● Objective: Pick out every line of the material below that contains the string "white", and copy each one in full. Treat uppercase and lowercase as different.

:::::

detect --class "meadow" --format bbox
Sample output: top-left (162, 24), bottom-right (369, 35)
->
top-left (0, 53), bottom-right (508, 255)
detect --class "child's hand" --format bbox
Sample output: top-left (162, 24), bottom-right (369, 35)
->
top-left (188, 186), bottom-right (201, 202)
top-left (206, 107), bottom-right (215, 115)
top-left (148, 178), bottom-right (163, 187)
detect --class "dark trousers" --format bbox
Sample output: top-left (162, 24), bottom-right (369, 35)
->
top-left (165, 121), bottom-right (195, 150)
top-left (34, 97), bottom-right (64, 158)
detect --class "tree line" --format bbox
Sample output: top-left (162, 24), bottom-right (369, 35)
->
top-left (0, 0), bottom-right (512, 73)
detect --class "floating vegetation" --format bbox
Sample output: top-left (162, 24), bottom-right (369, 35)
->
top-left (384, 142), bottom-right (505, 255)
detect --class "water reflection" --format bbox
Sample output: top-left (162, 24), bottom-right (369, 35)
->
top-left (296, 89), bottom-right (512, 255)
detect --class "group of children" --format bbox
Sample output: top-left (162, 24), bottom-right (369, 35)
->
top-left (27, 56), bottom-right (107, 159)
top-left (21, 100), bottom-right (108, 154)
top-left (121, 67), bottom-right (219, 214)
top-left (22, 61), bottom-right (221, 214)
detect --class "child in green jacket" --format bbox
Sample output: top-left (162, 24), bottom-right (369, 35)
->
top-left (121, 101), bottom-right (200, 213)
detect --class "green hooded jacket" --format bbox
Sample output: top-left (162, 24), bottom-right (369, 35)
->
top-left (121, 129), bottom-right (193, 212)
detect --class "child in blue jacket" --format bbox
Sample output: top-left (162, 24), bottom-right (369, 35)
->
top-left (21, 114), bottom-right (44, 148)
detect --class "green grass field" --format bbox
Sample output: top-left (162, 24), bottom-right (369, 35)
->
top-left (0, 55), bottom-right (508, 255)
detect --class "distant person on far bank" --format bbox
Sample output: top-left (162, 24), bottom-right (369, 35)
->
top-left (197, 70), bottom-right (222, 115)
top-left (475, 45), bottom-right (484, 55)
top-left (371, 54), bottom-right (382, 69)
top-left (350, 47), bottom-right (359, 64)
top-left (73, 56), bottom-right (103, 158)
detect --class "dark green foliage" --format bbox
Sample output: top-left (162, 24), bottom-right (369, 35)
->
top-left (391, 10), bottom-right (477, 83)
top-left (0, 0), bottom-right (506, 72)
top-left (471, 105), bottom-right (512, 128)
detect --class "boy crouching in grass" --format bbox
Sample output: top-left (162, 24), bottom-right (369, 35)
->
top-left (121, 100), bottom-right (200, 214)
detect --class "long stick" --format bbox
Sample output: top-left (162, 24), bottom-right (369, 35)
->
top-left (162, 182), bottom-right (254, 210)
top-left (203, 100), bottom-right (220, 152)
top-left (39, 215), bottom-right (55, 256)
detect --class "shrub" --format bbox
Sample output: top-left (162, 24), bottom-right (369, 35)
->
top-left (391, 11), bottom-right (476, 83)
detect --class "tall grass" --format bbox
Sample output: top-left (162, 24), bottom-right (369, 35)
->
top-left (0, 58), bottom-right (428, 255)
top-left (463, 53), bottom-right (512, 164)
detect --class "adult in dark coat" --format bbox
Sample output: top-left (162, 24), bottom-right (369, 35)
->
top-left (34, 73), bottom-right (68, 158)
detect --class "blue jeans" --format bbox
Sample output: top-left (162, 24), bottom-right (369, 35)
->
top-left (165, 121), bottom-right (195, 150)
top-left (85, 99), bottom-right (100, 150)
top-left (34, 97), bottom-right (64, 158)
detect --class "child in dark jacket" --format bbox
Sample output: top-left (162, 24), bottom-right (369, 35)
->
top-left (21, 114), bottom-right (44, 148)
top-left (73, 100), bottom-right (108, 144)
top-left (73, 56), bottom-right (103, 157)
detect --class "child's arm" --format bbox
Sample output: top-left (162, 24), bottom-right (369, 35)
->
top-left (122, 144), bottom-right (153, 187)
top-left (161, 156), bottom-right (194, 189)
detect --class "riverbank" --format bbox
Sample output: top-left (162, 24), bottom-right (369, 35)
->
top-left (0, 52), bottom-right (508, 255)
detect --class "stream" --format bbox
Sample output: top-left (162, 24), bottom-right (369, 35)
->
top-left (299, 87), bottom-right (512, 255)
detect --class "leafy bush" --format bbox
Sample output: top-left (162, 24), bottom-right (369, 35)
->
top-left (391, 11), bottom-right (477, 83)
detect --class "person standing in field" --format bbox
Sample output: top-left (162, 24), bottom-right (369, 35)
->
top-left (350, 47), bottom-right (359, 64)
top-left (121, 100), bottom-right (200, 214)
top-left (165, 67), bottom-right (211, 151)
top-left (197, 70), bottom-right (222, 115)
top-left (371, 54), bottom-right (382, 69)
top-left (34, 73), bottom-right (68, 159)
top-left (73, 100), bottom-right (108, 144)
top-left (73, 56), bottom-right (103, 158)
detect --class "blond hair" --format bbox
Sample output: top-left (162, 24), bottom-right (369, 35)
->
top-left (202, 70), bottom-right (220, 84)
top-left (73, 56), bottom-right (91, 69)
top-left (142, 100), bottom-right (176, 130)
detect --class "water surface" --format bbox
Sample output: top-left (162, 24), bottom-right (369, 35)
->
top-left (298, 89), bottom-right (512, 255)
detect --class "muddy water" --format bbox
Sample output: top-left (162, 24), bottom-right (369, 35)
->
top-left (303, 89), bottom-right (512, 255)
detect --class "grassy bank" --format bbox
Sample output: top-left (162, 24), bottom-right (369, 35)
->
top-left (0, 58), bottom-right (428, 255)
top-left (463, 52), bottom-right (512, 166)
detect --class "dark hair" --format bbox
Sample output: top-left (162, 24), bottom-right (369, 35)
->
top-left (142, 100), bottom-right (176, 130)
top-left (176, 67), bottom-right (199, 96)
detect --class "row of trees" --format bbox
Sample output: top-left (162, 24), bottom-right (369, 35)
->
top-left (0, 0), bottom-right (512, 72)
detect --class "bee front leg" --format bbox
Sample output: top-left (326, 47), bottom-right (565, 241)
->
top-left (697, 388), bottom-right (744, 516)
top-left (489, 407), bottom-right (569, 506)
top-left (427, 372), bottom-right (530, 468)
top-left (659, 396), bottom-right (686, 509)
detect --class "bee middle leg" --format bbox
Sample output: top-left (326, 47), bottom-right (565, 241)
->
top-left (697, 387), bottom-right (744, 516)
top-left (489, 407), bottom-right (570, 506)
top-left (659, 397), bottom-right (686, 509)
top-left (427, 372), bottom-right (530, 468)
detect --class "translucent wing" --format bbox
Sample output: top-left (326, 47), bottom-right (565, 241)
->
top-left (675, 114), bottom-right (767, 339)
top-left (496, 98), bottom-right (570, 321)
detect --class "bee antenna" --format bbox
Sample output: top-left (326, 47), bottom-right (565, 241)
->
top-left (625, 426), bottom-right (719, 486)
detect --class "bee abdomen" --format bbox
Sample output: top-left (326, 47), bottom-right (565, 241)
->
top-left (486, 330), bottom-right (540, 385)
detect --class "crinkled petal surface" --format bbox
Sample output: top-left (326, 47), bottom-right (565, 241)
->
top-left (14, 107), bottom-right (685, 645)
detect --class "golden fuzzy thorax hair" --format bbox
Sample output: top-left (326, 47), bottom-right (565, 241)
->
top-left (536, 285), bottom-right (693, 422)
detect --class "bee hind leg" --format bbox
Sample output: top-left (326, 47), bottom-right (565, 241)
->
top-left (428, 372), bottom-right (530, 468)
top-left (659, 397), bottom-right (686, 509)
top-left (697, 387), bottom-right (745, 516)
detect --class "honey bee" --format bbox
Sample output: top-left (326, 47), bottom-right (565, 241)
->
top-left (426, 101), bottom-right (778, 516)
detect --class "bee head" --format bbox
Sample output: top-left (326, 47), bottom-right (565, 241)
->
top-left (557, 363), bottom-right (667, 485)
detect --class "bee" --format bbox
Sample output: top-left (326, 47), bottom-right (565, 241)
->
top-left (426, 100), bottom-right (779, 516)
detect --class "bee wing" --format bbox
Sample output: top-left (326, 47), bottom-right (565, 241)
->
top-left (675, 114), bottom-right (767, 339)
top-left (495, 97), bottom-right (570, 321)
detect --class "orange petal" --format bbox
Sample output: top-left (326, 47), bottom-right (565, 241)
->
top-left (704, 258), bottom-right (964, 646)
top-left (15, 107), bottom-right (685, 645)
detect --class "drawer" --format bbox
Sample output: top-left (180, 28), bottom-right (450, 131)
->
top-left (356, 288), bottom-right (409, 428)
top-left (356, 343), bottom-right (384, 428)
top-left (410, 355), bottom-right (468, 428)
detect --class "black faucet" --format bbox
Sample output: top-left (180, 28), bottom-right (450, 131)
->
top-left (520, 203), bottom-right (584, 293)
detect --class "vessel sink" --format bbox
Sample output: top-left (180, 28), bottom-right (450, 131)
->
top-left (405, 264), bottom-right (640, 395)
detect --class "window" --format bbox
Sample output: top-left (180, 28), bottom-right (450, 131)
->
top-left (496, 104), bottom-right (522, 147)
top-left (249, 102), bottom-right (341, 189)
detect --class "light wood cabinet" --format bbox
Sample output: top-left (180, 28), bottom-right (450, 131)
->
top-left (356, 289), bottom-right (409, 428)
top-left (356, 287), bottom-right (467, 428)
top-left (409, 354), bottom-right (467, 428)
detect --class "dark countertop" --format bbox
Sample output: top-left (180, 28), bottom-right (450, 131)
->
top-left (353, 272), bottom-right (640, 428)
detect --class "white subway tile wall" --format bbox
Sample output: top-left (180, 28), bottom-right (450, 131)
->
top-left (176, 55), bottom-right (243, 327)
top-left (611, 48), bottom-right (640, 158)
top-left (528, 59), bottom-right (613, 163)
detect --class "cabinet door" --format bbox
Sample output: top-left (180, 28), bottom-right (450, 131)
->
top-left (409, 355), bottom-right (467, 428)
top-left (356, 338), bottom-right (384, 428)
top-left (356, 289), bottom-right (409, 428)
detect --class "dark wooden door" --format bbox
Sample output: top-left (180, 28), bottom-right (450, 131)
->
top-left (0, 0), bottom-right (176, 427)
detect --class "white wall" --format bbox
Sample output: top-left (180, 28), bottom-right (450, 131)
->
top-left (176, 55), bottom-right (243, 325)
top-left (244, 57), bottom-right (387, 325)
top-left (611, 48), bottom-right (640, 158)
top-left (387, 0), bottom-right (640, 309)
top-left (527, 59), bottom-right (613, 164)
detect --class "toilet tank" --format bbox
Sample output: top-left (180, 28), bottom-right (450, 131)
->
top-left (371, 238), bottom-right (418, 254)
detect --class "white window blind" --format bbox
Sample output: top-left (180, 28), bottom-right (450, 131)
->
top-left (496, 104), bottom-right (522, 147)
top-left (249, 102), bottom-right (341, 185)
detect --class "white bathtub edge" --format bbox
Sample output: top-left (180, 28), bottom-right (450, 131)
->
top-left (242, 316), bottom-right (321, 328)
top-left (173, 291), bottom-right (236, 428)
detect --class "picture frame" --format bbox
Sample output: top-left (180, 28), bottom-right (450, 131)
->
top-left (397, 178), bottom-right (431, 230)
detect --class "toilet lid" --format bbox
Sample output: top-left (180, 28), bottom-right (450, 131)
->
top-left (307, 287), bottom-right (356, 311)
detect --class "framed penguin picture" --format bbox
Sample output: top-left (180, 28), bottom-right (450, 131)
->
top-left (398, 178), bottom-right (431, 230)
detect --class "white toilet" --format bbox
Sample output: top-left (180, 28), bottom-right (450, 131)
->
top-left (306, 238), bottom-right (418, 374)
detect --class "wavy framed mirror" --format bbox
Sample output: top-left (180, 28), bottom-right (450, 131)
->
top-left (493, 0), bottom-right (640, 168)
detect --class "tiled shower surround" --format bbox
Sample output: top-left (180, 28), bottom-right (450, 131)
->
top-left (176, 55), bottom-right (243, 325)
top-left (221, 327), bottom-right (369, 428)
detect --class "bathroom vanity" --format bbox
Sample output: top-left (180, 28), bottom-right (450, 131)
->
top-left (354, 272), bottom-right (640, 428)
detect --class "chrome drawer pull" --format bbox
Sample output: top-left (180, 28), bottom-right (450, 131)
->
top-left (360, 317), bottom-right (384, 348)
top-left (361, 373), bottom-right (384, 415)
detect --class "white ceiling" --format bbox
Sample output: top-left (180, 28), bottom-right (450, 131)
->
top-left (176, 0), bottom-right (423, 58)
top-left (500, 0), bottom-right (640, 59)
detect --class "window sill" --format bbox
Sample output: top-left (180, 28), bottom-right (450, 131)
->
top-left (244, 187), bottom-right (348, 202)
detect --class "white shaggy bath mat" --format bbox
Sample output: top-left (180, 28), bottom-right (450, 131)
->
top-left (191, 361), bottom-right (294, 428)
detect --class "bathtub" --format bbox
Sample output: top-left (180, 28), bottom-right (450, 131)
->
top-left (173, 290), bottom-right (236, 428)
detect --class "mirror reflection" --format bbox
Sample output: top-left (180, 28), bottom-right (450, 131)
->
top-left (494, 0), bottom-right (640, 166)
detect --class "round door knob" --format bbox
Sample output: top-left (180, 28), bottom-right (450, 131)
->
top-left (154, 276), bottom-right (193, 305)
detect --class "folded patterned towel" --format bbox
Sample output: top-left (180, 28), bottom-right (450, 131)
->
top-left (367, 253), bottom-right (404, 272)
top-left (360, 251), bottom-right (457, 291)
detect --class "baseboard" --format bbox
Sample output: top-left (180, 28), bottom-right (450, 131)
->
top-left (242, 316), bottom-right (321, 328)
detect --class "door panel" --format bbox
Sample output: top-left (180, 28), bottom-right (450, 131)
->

:::::

● Full response:
detect --class "white subway tile wall" --format bbox
detect --class "white wall" --format bbox
detect --class "white window blind" --format bbox
detect --class "white bathtub edge" --format bbox
detect --class "white toilet" --format bbox
detect --class "white ceiling" --format bbox
detect --class "white shaggy bath mat" --format bbox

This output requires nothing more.